--- Arbeitsauftrag A ---
Aktualisiere im folgenden Auszug den Abschnitt, der mit den Worten „Die von der“ beginnt und mit „ein erster Versuch.“ schließt, indem du „Wendepunkt“ durch „Einschnitt“ ersetzt.

Der Explosionspunkt der israelischen Widersprüche. Zehn Thesen zu den aktuellen Umwälzungen im Nahen Osten

Gefunden auf panfletos subversivos, die Übersetzung ist von uns. Mit der italienischen Orginialversion auch verglichen und abgegleicht.


Der Explosionspunkt der israelischen Widersprüche. Zehn Thesen zu den aktuellen Umwälzungen im Nahen Osten

Von Il Lato Cattivo, am 17.10.2023 veröffentlicht.

Original: illatocattivo.blogspot.com/2023/10/il-punto-desplosione-delle.html

I

Die von der Hamas am 7. Oktober 2023 gestartete Offensive auf israelisches Territorium und ihre unmittelbaren Folgen stellen unserer Meinung nach einen wichtigen Wendepunkt in der ökonomischen, politischen und militärischen Entwicklung des Nahen Ostens dar. Wir schreiben diese Worte nicht leichtfertig, mit Gleichgültigkeit gegenüber dem Leiden der Opfer und ihrer Angehörigen oder, schlimmer noch, mit Sympathie für die wahllose Anwendung von Gewalt gegen Zivilisten. Wir sind einfach der Meinung, dass die Analyse der Ereignisse notwendigerweise von diesen Aspekten abstrahieren muss, um ihre Bedeutung richtig einschätzen zu können. Es ist nicht möglich, einer rein lokalen Interpretation der Ereignisse zum Nachteil einer internationalen Interpretation den Vorzug zu geben, oder umgekehrt. Es ist notwendig, beides zu verfolgen. Diese Handvoll Thesen sind nur ein erster Versuch.

--- Einträge zum Auffinden benannter Dinge ---

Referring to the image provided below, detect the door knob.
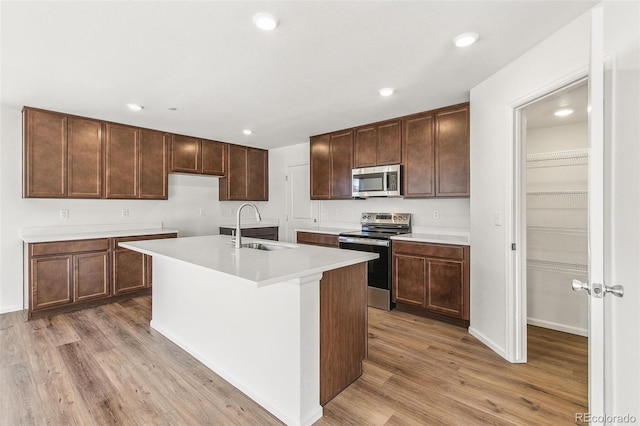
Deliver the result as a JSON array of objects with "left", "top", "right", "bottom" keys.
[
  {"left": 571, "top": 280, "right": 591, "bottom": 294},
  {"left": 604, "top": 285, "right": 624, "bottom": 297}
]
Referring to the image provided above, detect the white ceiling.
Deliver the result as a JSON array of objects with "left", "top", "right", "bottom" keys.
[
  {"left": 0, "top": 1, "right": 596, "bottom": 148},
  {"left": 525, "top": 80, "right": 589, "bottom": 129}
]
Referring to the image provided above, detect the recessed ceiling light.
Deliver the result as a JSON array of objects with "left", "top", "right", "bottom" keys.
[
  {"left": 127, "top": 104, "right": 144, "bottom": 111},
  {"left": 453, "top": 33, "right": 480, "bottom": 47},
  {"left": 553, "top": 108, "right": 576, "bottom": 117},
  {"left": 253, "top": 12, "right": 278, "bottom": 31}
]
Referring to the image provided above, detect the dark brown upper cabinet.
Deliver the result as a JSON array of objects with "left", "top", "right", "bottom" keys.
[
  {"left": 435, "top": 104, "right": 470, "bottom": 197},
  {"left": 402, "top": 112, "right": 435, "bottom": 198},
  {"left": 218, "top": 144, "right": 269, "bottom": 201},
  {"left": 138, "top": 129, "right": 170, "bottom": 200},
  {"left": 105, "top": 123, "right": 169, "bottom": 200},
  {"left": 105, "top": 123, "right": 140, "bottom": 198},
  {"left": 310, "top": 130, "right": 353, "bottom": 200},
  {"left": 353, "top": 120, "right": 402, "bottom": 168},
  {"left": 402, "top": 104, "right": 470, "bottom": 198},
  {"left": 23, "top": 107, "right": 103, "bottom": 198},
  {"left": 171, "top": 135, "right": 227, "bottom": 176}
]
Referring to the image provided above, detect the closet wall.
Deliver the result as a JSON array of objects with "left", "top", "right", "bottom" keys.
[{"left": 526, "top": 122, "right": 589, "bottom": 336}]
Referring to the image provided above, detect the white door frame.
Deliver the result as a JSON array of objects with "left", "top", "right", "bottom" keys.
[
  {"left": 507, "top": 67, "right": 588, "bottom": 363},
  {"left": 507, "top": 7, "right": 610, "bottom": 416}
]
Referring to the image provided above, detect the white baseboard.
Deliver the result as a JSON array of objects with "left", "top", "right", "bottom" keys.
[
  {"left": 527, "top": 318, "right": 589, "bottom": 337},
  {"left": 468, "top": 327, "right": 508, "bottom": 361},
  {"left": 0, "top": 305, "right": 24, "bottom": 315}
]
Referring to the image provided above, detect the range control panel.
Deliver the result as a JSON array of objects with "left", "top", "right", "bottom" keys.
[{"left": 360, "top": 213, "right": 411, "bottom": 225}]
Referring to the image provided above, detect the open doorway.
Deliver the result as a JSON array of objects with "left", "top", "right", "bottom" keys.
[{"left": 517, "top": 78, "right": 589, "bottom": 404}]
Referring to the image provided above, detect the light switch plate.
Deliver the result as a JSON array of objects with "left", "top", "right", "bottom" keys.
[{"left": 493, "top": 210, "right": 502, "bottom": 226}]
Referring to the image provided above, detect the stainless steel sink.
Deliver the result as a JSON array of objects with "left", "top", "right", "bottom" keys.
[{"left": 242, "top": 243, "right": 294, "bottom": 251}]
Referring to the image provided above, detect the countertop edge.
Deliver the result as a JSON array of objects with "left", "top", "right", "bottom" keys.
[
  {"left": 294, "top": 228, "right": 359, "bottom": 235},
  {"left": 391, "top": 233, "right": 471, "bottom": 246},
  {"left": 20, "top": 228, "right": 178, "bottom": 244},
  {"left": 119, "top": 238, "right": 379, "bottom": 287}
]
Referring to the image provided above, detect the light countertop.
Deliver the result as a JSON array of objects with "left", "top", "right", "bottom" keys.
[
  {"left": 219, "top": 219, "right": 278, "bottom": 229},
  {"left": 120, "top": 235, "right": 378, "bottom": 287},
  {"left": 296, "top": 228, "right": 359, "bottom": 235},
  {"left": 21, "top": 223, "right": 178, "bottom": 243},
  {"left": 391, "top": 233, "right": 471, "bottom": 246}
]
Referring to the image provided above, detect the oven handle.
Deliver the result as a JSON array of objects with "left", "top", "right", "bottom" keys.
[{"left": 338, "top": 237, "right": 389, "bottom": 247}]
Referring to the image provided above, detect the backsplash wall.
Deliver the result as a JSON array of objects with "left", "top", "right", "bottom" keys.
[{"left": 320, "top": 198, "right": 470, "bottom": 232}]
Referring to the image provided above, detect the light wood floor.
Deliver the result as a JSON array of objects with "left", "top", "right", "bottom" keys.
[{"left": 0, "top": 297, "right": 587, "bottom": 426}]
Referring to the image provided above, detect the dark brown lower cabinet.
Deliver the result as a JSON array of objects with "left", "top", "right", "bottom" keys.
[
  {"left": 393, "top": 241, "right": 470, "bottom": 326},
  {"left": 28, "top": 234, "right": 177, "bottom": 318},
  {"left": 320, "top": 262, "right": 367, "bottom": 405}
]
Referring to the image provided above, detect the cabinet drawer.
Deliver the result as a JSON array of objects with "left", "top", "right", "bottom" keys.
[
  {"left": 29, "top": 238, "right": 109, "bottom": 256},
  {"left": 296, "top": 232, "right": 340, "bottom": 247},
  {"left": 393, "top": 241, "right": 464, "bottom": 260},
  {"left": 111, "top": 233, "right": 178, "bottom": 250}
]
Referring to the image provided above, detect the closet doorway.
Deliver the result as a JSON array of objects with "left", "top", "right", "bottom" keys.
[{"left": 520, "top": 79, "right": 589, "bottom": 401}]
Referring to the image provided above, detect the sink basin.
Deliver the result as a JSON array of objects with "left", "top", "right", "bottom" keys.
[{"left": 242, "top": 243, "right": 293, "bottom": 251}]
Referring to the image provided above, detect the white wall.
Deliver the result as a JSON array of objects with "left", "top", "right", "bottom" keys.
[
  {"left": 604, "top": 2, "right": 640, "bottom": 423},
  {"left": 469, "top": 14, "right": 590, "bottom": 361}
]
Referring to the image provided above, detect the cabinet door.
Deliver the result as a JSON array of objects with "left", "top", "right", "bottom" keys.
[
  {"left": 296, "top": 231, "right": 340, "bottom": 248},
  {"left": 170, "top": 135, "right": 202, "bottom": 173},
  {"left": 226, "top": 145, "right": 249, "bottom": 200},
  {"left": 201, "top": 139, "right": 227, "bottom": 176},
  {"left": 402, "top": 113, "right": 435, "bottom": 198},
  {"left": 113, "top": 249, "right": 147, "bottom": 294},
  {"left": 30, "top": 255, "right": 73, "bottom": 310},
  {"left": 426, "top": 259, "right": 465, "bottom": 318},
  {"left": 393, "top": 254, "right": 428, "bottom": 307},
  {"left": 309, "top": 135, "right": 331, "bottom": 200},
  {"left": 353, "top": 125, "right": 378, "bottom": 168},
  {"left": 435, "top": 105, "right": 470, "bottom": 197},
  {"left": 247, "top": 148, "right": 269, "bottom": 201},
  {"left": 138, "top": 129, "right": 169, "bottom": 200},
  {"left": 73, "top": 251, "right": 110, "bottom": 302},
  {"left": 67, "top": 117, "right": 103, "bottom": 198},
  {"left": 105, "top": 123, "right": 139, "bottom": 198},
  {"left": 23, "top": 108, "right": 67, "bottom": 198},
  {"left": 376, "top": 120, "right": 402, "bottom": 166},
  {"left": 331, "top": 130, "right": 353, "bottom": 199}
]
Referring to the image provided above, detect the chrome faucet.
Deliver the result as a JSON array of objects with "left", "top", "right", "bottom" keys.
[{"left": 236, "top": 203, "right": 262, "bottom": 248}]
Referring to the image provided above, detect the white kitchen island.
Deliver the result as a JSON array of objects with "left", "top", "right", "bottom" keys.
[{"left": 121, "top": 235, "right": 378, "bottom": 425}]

--- Arbeitsauftrag B ---
Gib aus den Einträgen oben den Abschnitt von der Zeile mit „Referring to the image provided above, detect the chrome“ bis zum Ende der Einträge unverändert wieder.

--- Vollständige Antwort A ---
Die von der Hamas am 7. Oktober 2023 gestartete Offensive auf israelisches Territorium und ihre unmittelbaren Folgen stellen unserer Meinung nach einen wichtigen Einschnitt in der ökonomischen, politischen und militärischen Entwicklung des Nahen Ostens dar. Wir schreiben diese Worte nicht leichtfertig, mit Gleichgültigkeit gegenüber dem Leiden der Opfer und ihrer Angehörigen oder, schlimmer noch, mit Sympathie für die wahllose Anwendung von Gewalt gegen Zivilisten. Wir sind einfach der Meinung, dass die Analyse der Ereignisse notwendigerweise von diesen Aspekten abstrahieren muss, um ihre Bedeutung richtig einschätzen zu können. Es ist nicht möglich, einer rein lokalen Interpretation der Ereignisse zum Nachteil einer internationalen Interpretation den Vorzug zu geben, oder umgekehrt. Es ist notwendig, beides zu verfolgen. Diese Handvoll Thesen sind nur ein erster Versuch.

--- Vollständige Antwort B ---
Referring to the image provided above, detect the chrome faucet.
Deliver the result as a JSON array of objects with "left", "top", "right", "bottom" keys.
[{"left": 236, "top": 203, "right": 262, "bottom": 248}]
Referring to the image provided above, detect the white kitchen island.
Deliver the result as a JSON array of objects with "left", "top", "right", "bottom" keys.
[{"left": 121, "top": 235, "right": 378, "bottom": 425}]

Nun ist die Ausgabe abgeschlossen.